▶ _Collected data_
((
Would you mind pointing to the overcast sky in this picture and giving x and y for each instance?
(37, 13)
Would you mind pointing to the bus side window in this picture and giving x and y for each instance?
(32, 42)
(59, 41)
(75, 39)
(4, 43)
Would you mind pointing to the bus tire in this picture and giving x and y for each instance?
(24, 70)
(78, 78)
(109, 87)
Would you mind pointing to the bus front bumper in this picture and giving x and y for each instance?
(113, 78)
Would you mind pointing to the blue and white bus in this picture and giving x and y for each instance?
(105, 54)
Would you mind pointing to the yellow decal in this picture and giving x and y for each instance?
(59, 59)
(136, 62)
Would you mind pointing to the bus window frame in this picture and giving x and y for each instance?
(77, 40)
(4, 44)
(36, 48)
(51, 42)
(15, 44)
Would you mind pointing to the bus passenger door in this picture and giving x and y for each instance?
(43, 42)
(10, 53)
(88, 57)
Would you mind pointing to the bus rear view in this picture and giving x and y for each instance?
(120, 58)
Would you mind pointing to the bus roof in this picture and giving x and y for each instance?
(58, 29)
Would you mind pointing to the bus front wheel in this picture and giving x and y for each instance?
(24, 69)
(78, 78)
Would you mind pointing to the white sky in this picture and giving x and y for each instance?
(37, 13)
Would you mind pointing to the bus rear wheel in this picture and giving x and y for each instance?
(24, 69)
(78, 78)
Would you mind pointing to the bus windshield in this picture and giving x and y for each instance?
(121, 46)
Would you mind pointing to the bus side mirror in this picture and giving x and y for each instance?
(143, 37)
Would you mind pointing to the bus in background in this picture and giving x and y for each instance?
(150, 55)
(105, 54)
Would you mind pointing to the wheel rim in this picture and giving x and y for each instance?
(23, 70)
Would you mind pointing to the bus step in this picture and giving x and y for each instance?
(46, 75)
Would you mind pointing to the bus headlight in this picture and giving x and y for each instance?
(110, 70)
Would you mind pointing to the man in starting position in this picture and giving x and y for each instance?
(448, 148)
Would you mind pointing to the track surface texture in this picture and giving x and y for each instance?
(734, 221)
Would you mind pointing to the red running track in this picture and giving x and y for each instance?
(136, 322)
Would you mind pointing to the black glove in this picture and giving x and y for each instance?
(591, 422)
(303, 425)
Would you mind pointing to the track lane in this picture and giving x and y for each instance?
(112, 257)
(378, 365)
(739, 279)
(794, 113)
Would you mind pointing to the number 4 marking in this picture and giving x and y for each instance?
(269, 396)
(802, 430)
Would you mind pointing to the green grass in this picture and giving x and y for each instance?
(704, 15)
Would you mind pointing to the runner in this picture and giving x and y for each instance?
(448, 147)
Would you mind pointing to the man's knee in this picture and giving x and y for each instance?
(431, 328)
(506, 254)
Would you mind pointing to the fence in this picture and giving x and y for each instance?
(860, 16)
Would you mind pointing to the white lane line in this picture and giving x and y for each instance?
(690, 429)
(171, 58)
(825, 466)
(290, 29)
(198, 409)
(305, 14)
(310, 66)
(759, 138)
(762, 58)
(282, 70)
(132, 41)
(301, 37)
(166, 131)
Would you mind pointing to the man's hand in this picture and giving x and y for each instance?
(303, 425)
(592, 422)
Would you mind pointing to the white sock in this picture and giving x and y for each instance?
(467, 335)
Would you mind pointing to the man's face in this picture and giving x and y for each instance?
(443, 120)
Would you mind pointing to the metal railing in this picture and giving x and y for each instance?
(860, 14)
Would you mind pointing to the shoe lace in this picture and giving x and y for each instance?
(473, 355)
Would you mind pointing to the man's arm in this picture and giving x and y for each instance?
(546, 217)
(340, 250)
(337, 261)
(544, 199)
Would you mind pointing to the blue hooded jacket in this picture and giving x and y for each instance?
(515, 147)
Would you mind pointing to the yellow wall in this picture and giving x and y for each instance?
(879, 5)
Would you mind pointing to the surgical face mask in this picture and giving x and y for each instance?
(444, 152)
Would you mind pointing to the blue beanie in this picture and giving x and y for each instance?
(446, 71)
))
Repeat the line that contains "Would you mind pointing to the black", then every line after it until the records end, with nothing added.

Would you mind pointing to the black glove in this picture and giving x and y for each instance?
(591, 422)
(303, 425)
Would you mind pointing to the track lane in this picture and giving x and y for each instance?
(112, 257)
(378, 365)
(739, 279)
(794, 113)
Would you mind pointing to the number 4 marking in this picture and giving x and y for each instance?
(269, 396)
(802, 430)
Would you mind pointing to the green grass in this picture and giving x and y for each instance?
(704, 15)
Would you mind pointing to the runner in this picture and giving x and y for each instance?
(448, 147)
Would you mind pointing to the man's knee in this picture and giving x and y for each instance?
(431, 328)
(506, 254)
Would you mind pointing to the fence in this picture and giving x and y for each instance?
(860, 16)
Would you mind pointing to the white lane line in this picture and giving x and y for each instance?
(690, 429)
(171, 58)
(825, 466)
(290, 29)
(198, 409)
(305, 14)
(310, 66)
(759, 138)
(762, 58)
(282, 70)
(132, 41)
(301, 37)
(166, 131)
Would you mind pointing to the man's hand in this picture and giving x and y for each instance?
(303, 425)
(592, 422)
Would you mind pointing to the white sock in this picture and giving x and y for each instance?
(467, 335)
Would you mind pointing to the man's face in this picture and giving x and y for each instance?
(443, 120)
Would you mind pointing to the metal railing in this picture and giving x and y for each instance?
(860, 14)
Would you mind pointing to the shoe lace in this picture and giving x and y for each instance?
(473, 355)
Would you mind pointing to the man's arm in this picture and giving x and y for each instance?
(546, 217)
(340, 250)
(337, 261)
(544, 199)
Would you mind pointing to the blue hooded jacket in this picture and giving x and y for each instance?
(515, 147)
Would you mind pointing to the yellow wall in this picture and giving x and y for each instance?
(879, 5)
Would you mind pointing to the surgical face mask in this picture and giving x and y for each instance?
(444, 152)
Would you mind pointing to the blue beanie in this picture and giving x and y for each instance?
(446, 71)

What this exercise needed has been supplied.